Restate the forum thread on certifying a passport copy, starting with "hello a solicitor" and going on through "copies in one go.", substituting "notary" for "solicitor".

[Text]
※

# Need Certified Copy of passport



## Rav (Nov 27, 2007)

Hi,
I'm in the process of getting a visa to Australia. I'm British and in the UK currently. I need to get a certified copy of my passport. How do I go about doing this? or who do I need to see to do it? (eg., a solicitor, Doc, Policeman etc...)
Thanks in advance!
Rav


----------



## synthia (Apr 18, 2007)

Welcome to the forum. Have you checked an official Australian government website? The instructions should tell what exactly is meant by 'certified'. 

I'm going to move this to the Australia forum in the Expats by Country section.


----------



## Baby75 (Jul 18, 2007)

Rav said:


> Hi,
> I'm in the process of getting a visa to Australia. I'm British and in the UK currently. I need to get a certified copy of my passport. How do I go about doing this? or who do I need to see to do it? (eg., a solicitor, Doc, Policeman etc...)
> Thanks in advance!
> Rav


hello a solicitor can do it for you you'll probably find you will need more than your pass port certified as a true copy we had to get letter from employers and my husbands trade papers.i don't think it costs to much our agent looked after that for us but i think i remember other people saying its a bout a fiver or something like that .

good luck 
Niamh


----------



## Jules (Aug 6, 2007)

Hi
You can get a solicitor to do it for you for about £5 per signature but make sure you check with them in advance whether they charge for the photocopying etc. If you have a solicitor you use regularly you may get a reduced rate for doing lots of copies in one go.

※

[Data under study]
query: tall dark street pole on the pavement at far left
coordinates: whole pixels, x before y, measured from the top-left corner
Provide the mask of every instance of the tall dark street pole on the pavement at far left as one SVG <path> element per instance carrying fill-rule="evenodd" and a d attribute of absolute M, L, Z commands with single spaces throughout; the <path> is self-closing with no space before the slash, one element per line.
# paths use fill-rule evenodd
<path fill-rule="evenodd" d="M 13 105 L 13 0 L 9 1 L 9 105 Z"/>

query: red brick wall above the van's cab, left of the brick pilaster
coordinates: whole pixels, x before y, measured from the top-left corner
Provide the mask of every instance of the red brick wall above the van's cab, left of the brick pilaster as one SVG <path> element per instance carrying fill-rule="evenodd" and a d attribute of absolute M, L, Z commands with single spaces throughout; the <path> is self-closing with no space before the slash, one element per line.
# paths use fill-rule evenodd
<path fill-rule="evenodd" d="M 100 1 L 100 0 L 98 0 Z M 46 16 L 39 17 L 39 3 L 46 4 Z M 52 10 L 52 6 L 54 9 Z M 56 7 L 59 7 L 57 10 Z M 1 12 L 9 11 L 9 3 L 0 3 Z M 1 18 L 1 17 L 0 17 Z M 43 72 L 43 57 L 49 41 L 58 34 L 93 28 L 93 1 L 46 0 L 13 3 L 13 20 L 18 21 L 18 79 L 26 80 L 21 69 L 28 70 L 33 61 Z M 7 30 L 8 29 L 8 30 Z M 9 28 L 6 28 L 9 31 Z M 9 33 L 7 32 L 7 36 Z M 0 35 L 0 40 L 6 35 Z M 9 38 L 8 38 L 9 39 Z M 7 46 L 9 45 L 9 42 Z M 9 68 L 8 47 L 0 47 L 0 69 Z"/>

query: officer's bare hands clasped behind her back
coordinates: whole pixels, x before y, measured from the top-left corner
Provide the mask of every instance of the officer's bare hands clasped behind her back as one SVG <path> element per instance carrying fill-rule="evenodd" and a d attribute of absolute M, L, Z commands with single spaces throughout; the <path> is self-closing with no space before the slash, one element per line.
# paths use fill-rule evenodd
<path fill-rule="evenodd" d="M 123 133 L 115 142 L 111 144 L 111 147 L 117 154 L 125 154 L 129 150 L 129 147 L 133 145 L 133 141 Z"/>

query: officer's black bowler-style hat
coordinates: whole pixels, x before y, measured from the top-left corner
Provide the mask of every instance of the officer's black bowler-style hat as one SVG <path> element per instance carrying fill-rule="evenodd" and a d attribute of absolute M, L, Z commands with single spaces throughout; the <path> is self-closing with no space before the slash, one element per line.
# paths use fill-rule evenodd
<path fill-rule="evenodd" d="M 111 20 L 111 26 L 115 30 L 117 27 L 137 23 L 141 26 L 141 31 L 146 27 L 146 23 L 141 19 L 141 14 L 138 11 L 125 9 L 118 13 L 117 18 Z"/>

※

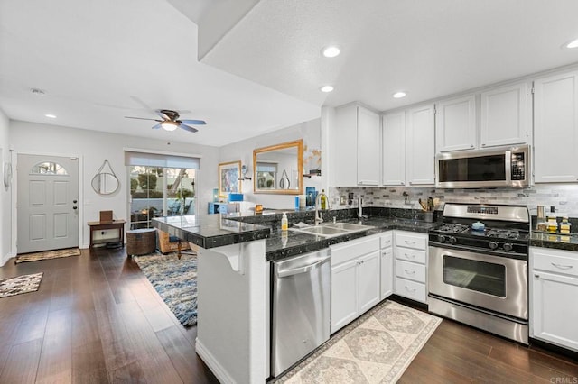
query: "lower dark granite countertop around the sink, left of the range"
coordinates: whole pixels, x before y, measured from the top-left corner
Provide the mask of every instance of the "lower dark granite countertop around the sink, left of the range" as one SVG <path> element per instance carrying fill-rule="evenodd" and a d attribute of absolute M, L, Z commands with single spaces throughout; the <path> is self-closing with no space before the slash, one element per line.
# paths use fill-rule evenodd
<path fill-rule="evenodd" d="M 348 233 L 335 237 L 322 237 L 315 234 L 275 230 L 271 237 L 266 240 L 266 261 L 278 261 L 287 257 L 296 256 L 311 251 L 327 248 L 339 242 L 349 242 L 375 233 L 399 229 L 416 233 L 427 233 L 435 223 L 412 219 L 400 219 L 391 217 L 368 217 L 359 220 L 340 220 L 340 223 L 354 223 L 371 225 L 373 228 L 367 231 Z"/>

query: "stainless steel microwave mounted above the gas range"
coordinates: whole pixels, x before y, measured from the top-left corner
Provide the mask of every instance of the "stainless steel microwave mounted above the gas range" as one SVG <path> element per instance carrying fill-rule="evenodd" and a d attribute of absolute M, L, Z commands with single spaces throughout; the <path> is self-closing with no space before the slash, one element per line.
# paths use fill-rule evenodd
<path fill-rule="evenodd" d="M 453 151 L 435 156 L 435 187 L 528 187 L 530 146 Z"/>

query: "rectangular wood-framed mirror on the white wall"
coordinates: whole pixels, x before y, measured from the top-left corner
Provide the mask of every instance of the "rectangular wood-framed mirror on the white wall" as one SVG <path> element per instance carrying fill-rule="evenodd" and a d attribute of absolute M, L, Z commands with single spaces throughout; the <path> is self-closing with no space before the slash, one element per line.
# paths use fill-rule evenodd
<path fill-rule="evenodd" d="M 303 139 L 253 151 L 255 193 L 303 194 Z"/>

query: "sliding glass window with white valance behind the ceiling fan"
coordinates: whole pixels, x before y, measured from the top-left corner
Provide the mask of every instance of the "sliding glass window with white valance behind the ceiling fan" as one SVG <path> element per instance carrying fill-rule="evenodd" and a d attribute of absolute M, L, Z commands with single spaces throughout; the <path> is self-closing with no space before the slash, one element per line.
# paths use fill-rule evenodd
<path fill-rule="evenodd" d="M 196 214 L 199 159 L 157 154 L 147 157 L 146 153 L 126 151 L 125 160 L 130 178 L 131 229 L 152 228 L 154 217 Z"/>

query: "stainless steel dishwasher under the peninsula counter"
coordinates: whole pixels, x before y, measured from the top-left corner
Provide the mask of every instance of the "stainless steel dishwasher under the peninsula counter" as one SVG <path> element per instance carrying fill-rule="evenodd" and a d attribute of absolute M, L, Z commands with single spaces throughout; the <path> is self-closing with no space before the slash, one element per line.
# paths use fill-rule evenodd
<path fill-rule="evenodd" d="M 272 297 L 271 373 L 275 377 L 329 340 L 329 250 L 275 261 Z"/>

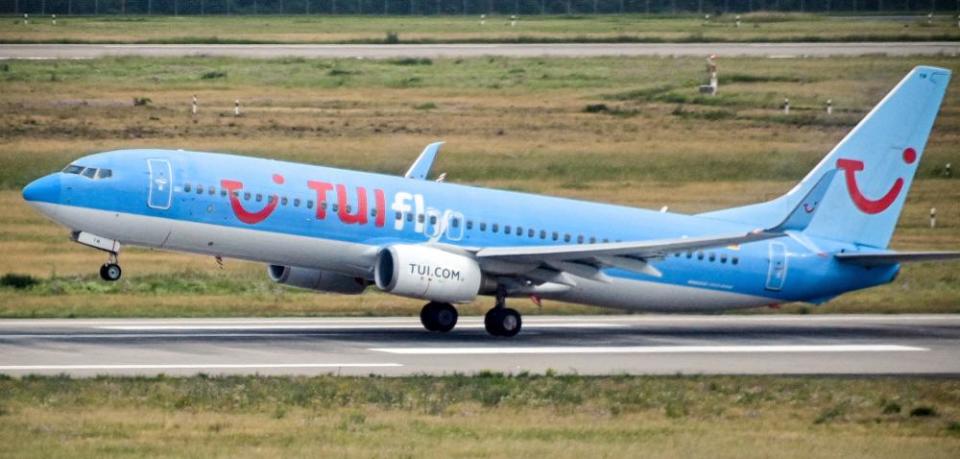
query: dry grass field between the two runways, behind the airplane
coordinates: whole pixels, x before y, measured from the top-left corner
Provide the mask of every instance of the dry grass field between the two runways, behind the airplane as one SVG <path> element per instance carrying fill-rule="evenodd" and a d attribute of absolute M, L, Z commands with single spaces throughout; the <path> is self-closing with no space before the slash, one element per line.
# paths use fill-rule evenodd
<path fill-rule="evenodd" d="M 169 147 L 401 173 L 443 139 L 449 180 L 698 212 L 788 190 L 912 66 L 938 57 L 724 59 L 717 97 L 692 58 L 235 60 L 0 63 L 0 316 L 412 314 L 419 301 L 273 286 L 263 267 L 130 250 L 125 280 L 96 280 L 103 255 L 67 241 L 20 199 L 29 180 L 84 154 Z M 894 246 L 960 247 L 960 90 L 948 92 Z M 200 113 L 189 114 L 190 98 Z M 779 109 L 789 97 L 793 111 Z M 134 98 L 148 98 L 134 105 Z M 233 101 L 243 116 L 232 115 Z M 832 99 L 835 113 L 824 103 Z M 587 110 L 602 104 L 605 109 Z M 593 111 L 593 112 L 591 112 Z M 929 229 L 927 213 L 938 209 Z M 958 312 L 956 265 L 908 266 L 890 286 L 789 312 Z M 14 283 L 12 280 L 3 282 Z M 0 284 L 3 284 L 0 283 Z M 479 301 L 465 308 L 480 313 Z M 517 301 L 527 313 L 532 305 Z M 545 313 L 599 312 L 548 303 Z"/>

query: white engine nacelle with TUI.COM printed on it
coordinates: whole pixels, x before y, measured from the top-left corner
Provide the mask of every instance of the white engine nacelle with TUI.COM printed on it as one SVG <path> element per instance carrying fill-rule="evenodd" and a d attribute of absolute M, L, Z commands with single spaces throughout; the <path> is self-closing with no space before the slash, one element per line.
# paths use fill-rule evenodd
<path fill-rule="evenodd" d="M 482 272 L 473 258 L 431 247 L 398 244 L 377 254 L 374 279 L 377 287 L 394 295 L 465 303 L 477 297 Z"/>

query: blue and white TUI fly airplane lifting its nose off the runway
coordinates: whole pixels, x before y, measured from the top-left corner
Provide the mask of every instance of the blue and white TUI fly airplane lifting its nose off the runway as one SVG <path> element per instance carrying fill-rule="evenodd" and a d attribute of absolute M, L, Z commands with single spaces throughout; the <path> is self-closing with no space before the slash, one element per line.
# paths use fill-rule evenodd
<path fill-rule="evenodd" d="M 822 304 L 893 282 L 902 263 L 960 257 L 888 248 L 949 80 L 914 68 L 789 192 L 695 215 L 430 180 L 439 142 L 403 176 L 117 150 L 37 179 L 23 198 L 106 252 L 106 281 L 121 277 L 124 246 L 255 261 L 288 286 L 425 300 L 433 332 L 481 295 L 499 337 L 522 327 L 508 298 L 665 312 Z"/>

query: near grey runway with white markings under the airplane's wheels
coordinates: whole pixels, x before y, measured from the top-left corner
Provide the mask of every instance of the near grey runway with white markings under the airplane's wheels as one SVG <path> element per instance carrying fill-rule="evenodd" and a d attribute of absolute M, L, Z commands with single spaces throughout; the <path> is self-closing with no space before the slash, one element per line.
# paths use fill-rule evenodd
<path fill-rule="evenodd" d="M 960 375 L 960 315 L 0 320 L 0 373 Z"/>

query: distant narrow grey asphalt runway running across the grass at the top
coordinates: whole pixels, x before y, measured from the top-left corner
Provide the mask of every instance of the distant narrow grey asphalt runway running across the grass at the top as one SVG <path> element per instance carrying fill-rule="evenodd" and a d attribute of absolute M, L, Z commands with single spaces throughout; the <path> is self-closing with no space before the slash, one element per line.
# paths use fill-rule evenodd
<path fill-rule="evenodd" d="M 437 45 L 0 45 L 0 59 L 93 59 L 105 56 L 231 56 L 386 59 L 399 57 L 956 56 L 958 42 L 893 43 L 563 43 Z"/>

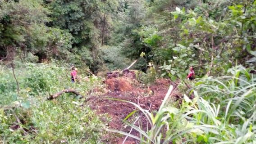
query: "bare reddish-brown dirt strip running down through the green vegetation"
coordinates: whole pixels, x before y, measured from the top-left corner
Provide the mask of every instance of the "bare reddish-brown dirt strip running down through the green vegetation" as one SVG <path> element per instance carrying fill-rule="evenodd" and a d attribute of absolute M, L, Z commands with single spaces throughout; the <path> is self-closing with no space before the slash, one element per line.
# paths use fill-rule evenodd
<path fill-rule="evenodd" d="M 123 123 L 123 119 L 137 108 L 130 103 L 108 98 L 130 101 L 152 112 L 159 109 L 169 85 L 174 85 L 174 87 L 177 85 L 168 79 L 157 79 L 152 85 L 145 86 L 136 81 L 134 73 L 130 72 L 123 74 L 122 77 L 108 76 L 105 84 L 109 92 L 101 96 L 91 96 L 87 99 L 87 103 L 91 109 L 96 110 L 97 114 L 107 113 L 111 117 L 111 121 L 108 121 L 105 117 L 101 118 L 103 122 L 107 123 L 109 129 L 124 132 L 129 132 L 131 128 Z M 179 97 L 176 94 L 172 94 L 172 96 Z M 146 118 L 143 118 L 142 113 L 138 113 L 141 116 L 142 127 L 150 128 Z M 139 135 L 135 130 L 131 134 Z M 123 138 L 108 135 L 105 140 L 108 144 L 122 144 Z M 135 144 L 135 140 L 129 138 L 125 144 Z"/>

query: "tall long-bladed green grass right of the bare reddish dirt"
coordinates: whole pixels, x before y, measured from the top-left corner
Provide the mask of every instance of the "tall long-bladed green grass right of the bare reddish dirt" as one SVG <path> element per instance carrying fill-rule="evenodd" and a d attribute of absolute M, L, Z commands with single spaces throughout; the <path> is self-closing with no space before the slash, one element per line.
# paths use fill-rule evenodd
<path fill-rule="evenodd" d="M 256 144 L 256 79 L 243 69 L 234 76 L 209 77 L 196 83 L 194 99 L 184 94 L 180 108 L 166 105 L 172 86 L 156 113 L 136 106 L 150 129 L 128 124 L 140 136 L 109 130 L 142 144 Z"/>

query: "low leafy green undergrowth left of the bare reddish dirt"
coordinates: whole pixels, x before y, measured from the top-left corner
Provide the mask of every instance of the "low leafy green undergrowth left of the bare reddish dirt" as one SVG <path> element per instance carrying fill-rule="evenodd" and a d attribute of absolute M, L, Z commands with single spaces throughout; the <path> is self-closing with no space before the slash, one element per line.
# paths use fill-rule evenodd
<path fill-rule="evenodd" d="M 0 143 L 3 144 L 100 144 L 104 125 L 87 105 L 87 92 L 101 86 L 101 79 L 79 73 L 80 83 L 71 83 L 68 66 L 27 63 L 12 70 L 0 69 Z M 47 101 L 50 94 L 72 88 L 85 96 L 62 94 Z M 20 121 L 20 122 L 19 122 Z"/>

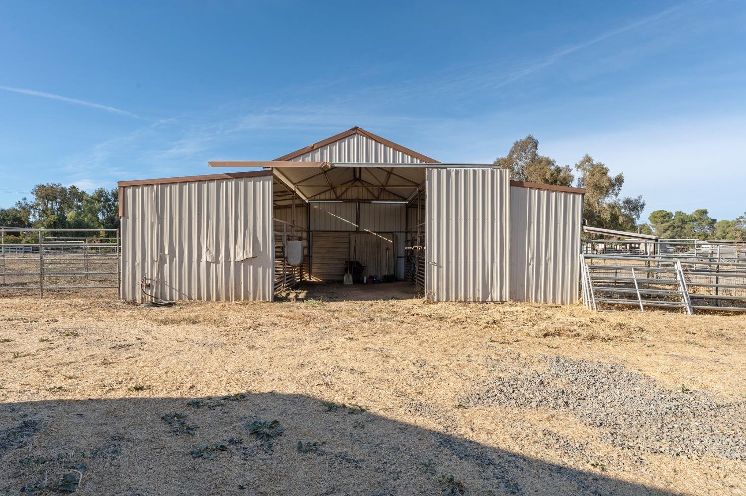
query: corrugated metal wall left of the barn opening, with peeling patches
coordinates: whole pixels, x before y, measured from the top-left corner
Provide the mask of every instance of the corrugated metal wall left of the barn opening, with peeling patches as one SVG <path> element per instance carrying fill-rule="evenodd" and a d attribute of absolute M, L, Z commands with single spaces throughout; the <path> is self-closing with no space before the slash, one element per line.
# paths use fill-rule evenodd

※

[Response for this exercise]
hello a notary can do it for you you'll probably find you will need more than your pass port certified as a true copy we had to get letter from employers and my husbands trade papers.i don't think it costs to much our agent looked after that for us but i think i remember other people saying its a bout a fiver or something like that .

good luck 
Niamh


----------



## Jules (Aug 6, 2007)

Hi
You can get a notary to do it for you for about £5 per signature but make sure you check with them in advance whether they charge for the photocopying etc. If you have a notary you use regularly you may get a reduced rate for doing lots of copies in one go.